Texto proporcionado —
»»
Rolando Cordera Campos

La Jornada

03/05/2020

Uno tras otro se presentan dilemas y desafíos. Algunos los identificamos y tratamos de sortear o superar con políticas, convicciones o ingenio. De otros mejor no hacemos caso. Tal es la trama cruel que vivimos a diario y, seguramente, viven con angustia los responsables de la conducción económica y social del país. Por alguna ignota razón, no podemos decir lo mismo del continente político, donde debería deliberarse y dirimirse a través de las acciones y diseños del Estado la intrincada manigua a donde nos trajo la crisis que hoy nos abruma y lo hará por un buen tiempo.

Metidos en la crisis y sometidos a las durezas de la disciplina sanitaria, es muy difícil imaginar el mediano plazo, no se diga el largo, donde a pesar de impaciencias e intemperancias se cocinará nuestro futuro y el de muchos más. Tal parece ser el escenario que esta crisis de dos cabezas ha tejido para nuestro infortunio y desesperación.
««
Filas mostradas —
»»
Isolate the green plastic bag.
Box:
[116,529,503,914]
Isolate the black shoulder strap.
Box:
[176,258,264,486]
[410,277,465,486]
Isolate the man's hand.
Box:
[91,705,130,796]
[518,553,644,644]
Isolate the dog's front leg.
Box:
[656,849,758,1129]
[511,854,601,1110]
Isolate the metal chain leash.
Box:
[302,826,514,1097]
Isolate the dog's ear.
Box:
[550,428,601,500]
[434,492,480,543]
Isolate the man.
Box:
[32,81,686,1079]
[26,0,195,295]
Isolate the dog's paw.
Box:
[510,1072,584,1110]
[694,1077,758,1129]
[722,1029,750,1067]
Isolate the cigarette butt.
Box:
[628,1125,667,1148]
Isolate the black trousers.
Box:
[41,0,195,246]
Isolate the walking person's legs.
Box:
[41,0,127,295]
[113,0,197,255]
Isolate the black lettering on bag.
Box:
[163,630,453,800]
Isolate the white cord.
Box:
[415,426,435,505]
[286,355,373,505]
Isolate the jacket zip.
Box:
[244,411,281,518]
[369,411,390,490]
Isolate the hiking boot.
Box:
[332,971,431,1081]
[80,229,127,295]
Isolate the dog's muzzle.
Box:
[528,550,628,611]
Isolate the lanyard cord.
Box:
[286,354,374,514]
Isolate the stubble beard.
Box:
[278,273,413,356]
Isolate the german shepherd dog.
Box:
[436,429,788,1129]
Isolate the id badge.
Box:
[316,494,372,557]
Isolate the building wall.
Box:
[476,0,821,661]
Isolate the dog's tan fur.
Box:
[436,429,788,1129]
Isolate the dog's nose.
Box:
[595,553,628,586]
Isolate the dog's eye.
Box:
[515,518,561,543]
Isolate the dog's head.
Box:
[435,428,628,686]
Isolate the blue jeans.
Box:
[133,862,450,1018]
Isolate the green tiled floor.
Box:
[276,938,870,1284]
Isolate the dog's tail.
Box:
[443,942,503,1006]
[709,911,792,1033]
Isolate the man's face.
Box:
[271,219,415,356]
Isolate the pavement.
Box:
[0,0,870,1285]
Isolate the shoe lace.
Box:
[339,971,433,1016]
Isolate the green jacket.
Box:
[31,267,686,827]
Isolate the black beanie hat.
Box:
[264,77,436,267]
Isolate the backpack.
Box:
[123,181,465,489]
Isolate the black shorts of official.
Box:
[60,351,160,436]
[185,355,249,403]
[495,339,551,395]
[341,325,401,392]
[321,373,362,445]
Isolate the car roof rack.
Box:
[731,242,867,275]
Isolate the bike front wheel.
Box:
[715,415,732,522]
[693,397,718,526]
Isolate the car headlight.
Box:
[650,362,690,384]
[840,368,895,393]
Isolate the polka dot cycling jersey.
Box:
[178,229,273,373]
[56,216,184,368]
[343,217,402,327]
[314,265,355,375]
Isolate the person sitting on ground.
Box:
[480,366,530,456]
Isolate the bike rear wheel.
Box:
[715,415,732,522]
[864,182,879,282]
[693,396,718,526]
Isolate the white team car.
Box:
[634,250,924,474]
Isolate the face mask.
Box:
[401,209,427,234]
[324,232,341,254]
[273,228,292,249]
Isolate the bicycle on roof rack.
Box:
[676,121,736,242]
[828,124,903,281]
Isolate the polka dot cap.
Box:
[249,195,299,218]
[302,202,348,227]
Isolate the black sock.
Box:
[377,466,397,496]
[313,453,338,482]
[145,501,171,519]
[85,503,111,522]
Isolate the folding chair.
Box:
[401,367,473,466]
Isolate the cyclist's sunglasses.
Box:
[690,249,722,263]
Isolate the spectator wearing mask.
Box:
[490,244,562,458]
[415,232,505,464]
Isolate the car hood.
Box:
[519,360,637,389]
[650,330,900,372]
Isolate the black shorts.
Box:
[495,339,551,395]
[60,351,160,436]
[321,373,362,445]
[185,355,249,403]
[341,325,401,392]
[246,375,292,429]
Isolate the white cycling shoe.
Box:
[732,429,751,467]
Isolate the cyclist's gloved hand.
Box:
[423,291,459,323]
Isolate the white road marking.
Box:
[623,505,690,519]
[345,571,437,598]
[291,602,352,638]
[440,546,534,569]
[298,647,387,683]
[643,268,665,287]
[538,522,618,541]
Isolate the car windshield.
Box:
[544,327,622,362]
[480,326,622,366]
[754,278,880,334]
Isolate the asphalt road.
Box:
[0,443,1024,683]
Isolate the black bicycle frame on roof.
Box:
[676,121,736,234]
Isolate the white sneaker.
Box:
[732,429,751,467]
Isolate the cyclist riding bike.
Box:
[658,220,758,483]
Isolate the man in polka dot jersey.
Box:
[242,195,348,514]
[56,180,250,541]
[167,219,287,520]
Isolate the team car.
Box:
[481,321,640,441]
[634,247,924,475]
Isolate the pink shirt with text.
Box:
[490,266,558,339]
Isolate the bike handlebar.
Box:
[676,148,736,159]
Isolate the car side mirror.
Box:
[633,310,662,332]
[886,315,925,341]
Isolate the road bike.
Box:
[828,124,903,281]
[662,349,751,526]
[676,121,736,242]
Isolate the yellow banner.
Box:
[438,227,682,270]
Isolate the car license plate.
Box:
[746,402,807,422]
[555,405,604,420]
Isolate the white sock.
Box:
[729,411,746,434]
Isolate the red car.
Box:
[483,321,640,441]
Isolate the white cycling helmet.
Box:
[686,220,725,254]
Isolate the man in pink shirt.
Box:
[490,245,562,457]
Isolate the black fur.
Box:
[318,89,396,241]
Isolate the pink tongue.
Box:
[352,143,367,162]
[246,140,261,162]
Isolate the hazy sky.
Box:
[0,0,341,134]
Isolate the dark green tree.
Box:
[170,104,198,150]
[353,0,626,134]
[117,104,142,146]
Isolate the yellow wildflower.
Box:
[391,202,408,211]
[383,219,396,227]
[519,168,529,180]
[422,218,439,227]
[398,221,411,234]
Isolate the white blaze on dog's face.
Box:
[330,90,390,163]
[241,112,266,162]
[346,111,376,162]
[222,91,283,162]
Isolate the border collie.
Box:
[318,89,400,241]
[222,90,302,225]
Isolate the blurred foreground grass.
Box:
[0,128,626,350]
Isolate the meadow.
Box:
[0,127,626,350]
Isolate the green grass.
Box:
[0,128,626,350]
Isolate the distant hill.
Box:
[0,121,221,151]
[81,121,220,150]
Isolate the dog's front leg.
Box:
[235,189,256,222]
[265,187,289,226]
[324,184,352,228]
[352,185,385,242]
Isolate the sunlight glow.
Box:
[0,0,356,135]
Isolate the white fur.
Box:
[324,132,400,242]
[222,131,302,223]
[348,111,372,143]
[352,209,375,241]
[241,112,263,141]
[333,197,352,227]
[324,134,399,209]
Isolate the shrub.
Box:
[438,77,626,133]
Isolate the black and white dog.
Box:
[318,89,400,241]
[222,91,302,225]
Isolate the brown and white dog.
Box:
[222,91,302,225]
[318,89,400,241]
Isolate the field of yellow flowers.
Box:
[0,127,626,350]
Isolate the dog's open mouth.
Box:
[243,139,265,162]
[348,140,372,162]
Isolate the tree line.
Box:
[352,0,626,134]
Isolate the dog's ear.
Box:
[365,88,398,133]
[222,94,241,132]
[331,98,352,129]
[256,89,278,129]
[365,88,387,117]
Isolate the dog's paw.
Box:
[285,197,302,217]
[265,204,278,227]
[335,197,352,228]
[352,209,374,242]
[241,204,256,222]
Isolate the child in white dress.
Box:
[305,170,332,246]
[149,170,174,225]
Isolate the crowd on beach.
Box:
««
Objetivo planteado 1 — Devuelve sin cambios el pasaje de la columna sobre la crisis que va entre "Rolando Cordera Campos" y "un buen tiempo.", ambos incluidos.
Objetivo planteado 2 — Escribe la continuación de la columna sobre la crisis a partir de su última oración.

Resultado esperado 1 —
Rolando Cordera Campos

La Jornada

03/05/2020

Uno tras otro se presentan dilemas y desafíos. Algunos los identificamos y tratamos de sortear o superar con políticas, convicciones o ingenio. De otros mejor no hacemos caso. Tal es la trama cruel que vivimos a diario y, seguramente, viven con angustia los responsables de la conducción económica y social del país. Por alguna ignota razón, no podemos decir lo mismo del continente político, donde debería deliberarse y dirimirse a través de las acciones y diseños del Estado la intrincada manigua a donde nos trajo la crisis que hoy nos abruma y lo hará por un buen tiempo.

Resultado esperado 2 —
Veamos primero el dilema más socorrido en la discusión económica. Es bochornoso que el litigio entre deuda y gasto vuelva a presentarse como el dilema principal de la política económica de México. En el mundo, sin presumir ni provocar, los gobiernos y los analistas simplemente ven y entienden el recurso al déficit público y el endeudamiento estatal como algo necesario, en realidad obligado, cuyas implicaciones deben asumirse, pero no ser óbice para caer, como ocurrió después de 2009, en un austericidio que, para muchos, digamos los españoles, los italianos y desde luego los griegos, se volvió fatídico.

Más allá o más acá de doctrinas y creencias, la realidad inmediata da paso al sentido común como una condición sin la cual no puede haber otro mañana que la depresión económica y el agravamiento de la salud. Para amainar los impactos de ambos es indispensable más gasto para defender el empleo y el consumo y, sobre todo, para proteger a los débiles y enfermos.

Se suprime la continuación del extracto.